━━━ Entries shown ━━━

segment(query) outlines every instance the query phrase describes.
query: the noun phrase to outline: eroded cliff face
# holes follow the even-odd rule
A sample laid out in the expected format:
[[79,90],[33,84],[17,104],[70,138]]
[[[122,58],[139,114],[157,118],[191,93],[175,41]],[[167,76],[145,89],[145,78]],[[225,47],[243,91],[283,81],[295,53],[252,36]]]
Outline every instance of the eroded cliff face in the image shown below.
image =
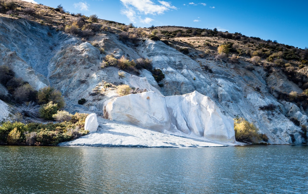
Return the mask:
[[[110,119],[225,142],[234,140],[230,123],[237,115],[253,122],[261,133],[267,135],[270,143],[300,144],[304,140],[300,127],[289,118],[294,117],[301,124],[307,125],[306,112],[272,94],[274,89],[302,91],[278,70],[269,73],[262,66],[242,60],[232,64],[209,56],[200,57],[199,51],[192,49],[188,56],[160,41],[147,39],[133,45],[119,41],[116,34],[104,31],[88,40],[97,41],[104,48],[105,54],[101,54],[97,47],[78,38],[25,20],[5,17],[0,17],[0,40],[3,59],[0,65],[10,66],[18,76],[37,89],[50,85],[60,90],[70,105],[68,110],[72,111],[82,98],[87,101],[78,108],[97,113],[102,112],[104,103],[109,100],[105,106]],[[131,60],[152,59],[153,67],[165,75],[164,86],[160,87],[145,69],[138,76],[124,72],[125,77],[120,78],[118,68],[102,68],[100,63],[110,53]],[[212,72],[207,71],[205,65]],[[118,95],[114,90],[91,95],[95,88],[103,89],[102,81],[155,92],[115,99]],[[270,104],[276,106],[274,110],[259,110],[260,106]],[[134,109],[138,105],[141,106]],[[211,106],[216,113],[213,114],[209,113]],[[290,134],[294,135],[295,142]]]
[[162,133],[234,143],[233,121],[209,98],[197,91],[164,96],[155,92],[130,94],[106,101],[106,118]]

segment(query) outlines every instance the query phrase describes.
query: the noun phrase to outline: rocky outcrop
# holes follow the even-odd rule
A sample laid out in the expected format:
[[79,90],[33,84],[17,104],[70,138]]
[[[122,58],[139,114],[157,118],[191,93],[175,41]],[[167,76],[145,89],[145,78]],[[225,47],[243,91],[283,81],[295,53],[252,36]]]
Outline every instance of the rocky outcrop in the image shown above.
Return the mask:
[[209,98],[197,91],[164,96],[148,92],[106,101],[104,115],[161,132],[234,143],[233,121]]
[[90,133],[94,133],[97,130],[98,126],[97,118],[95,113],[90,114],[86,118],[84,130],[88,130]]

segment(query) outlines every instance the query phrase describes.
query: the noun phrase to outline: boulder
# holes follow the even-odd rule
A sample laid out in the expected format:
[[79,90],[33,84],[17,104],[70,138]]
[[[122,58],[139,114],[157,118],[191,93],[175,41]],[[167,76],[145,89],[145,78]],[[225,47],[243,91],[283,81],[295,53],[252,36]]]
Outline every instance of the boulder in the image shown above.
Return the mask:
[[233,122],[209,98],[197,91],[164,96],[155,92],[106,101],[105,118],[165,133],[215,142],[235,142]]
[[98,127],[98,122],[96,114],[90,114],[86,118],[84,124],[84,130],[89,130],[90,133],[96,132]]

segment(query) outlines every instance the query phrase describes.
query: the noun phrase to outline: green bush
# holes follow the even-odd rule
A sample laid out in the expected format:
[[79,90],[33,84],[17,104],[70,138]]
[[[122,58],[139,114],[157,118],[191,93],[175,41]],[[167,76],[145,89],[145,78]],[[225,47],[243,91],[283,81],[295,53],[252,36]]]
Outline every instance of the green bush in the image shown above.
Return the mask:
[[52,118],[57,121],[68,121],[72,119],[73,115],[65,111],[58,111],[57,113],[52,115]]
[[35,100],[36,91],[29,83],[18,87],[14,91],[15,102],[17,103]]
[[151,71],[152,75],[156,82],[158,83],[165,78],[165,74],[159,69],[155,69]]
[[224,53],[228,54],[229,53],[229,48],[227,45],[222,45],[217,48],[217,51],[220,55]]
[[15,127],[9,133],[6,141],[10,145],[16,145],[18,144],[20,138],[20,132]]
[[121,96],[125,96],[129,94],[131,89],[132,88],[128,85],[121,85],[117,87],[116,92]]
[[115,66],[118,64],[118,60],[115,58],[113,55],[106,55],[105,60],[109,65]]
[[15,76],[15,73],[6,65],[0,65],[0,83],[5,86]]
[[91,15],[89,17],[89,21],[91,22],[96,22],[98,21],[98,17],[96,14]]
[[52,101],[41,106],[38,113],[41,118],[47,120],[53,119],[52,115],[57,113],[58,104],[54,104]]
[[86,102],[87,102],[87,100],[83,98],[79,100],[78,100],[78,103],[79,104],[84,104]]
[[38,90],[37,99],[39,104],[47,104],[52,101],[58,105],[59,109],[62,109],[65,106],[64,98],[62,95],[61,92],[50,87],[45,87]]
[[259,130],[253,124],[242,118],[234,119],[235,139],[245,143],[257,143],[260,140]]
[[152,60],[148,58],[139,58],[136,60],[136,68],[138,69],[142,68],[145,69],[148,71],[151,71],[153,66],[152,65]]

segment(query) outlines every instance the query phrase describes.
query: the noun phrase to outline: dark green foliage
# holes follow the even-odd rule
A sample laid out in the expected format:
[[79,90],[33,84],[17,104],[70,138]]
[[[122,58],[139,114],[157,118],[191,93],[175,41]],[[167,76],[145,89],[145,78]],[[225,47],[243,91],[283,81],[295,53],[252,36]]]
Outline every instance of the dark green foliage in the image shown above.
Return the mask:
[[181,48],[179,50],[180,52],[182,52],[183,54],[185,55],[188,55],[189,53],[189,51],[187,48]]
[[15,73],[6,65],[0,66],[0,83],[5,86],[8,82],[12,79]]
[[299,121],[295,117],[291,117],[290,118],[290,120],[293,122],[293,123],[296,126],[299,126],[301,124]]
[[274,111],[276,109],[276,106],[273,104],[270,104],[268,105],[259,107],[260,110],[262,111]]
[[53,120],[52,115],[57,113],[58,104],[54,104],[52,101],[41,106],[38,113],[41,118],[47,120]]
[[0,126],[0,144],[55,146],[75,139],[89,133],[84,130],[87,115],[77,113],[61,123],[4,123]]
[[260,134],[260,138],[265,142],[267,142],[269,141],[268,137],[267,137],[266,134]]
[[64,98],[61,92],[50,87],[40,89],[37,94],[38,103],[44,104],[52,101],[58,105],[58,109],[61,109],[65,106]]
[[165,78],[165,74],[159,69],[154,69],[151,72],[156,82],[158,83]]
[[96,22],[98,21],[98,17],[96,14],[91,15],[89,17],[89,21],[90,22]]
[[302,131],[300,132],[300,134],[302,136],[302,137],[304,139],[304,141],[303,143],[304,144],[307,144],[307,141],[308,140],[308,136],[307,136],[307,127],[306,125],[302,125],[301,126],[301,129]]
[[294,137],[294,135],[293,134],[290,134],[289,135],[290,137],[291,137],[291,141],[292,141],[292,143],[294,143],[295,142],[296,140],[295,139],[295,138]]
[[78,103],[79,104],[83,104],[87,101],[87,100],[84,98],[82,98],[80,100],[78,100]]
[[35,101],[37,91],[29,83],[26,83],[17,88],[14,91],[15,102],[17,103]]
[[135,61],[135,63],[136,64],[136,68],[137,69],[141,69],[143,68],[150,71],[153,68],[152,60],[148,58],[137,59]]

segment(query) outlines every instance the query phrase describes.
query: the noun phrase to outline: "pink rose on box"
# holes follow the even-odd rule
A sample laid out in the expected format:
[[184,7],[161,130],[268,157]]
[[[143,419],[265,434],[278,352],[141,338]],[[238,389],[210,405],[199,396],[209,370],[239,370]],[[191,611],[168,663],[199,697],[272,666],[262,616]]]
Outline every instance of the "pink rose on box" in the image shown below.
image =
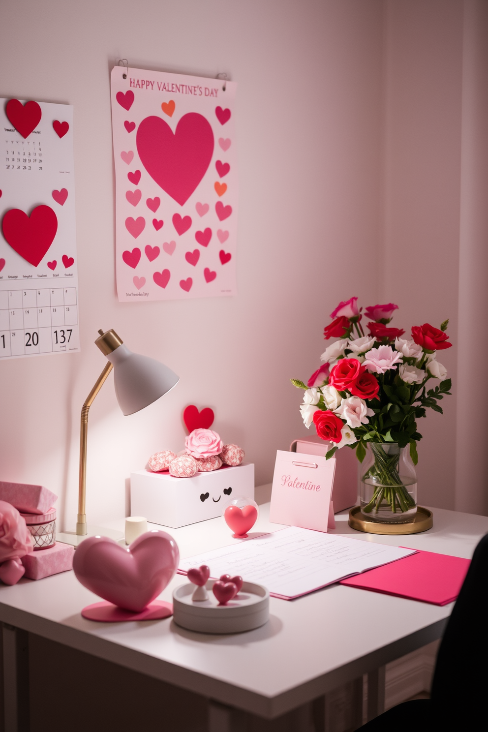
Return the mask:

━━━

§ What you need to do: Which lines of the records contain the word "dark"? List each of them in full.

§ Result for this exercise:
query: the noun phrase to outline: dark green foliage
Outline every instance of the dark green foliage in the image shown above.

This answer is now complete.